**PROBLEM REQUIREMENTS**. Write out each record a second time, exactly.

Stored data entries
● ● ● ● ● ● ●
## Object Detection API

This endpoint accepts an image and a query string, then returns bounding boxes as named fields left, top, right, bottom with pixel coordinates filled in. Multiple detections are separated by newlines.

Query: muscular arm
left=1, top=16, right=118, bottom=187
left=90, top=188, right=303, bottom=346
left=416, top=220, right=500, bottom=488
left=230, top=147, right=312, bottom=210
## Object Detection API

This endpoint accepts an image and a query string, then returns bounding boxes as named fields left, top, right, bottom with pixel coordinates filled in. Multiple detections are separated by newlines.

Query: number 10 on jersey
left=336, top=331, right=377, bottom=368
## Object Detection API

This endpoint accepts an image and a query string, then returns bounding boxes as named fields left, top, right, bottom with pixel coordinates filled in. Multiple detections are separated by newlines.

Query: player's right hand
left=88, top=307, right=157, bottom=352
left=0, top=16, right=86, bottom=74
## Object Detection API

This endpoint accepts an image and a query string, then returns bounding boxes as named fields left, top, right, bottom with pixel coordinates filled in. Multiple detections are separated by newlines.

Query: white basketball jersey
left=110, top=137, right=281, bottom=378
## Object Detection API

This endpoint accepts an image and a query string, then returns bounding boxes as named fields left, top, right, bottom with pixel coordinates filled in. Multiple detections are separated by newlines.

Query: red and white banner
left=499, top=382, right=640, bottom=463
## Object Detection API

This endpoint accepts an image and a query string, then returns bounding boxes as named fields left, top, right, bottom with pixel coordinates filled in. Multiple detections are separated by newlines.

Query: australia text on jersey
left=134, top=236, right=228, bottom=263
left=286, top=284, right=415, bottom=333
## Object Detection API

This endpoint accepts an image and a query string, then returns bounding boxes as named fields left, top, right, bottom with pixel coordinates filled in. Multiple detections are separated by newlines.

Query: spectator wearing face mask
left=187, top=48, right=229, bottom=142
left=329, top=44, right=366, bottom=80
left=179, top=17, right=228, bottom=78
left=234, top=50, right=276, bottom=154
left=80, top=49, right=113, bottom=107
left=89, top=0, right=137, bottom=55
● ● ● ● ● ● ●
**SOLUTION TO THE EXERCISE**.
## Object Detection API

This endpoint accepts an image and a query string, then returns bounding boxes as named fields left, top, right, bottom with pixel coordinates filled in. Multiple detections are separated by newlines.

Query: muscular arm
left=1, top=16, right=118, bottom=187
left=90, top=188, right=303, bottom=346
left=416, top=220, right=500, bottom=488
left=230, top=147, right=312, bottom=210
## Object Detection API

This endpoint accepts an image and a query string, then returns bounding boxes as named fields left, top, right, bottom with pixel coordinates filled in. Multiple detections are separated by newlines.

Query: number 10 on jersey
left=336, top=331, right=377, bottom=368
## Object Detection API

This endpoint accepts an image and a query string, then returns bounding boxes as named fields left, top, right, bottom with pixel coordinates filled in. Multiple detections are separated by newlines.

Query: player's right hand
left=88, top=307, right=157, bottom=352
left=0, top=16, right=86, bottom=74
## Object Detection API

This endpoint accepts an image and a query string, then returns bounding boxes as named fields left, top, right, bottom with pixel coordinates filled in. Multiple detections are separated by newlines.

Query: white basketball jersey
left=110, top=137, right=281, bottom=378
## Object Detection API

This endpoint accepts an image and a query string, then returns bounding boxes as named fields left, top, right, bottom with pixel coordinates filled in. Multiple detections are separated by newlines.

Query: red and white banner
left=499, top=382, right=640, bottom=463
## Object Detection API

This endpoint accepts an image and a query string, then returns bounding boxes as named fields left, top, right, bottom with pixel coordinates filled in. Multiple detections are separated by newlines.

Query: australia text on jersey
left=134, top=236, right=228, bottom=263
left=286, top=284, right=415, bottom=333
## Object Detection API

This endpoint accepts an image and a query string, then returns bounding boxes as named fields left, top, right, bottom with pixel coordinates filled in. Multiple detections are separated by newlines.

Query: spectator wearing face mask
left=187, top=48, right=229, bottom=142
left=329, top=44, right=366, bottom=80
left=179, top=17, right=228, bottom=78
left=234, top=50, right=276, bottom=154
left=80, top=49, right=113, bottom=107
left=89, top=0, right=137, bottom=55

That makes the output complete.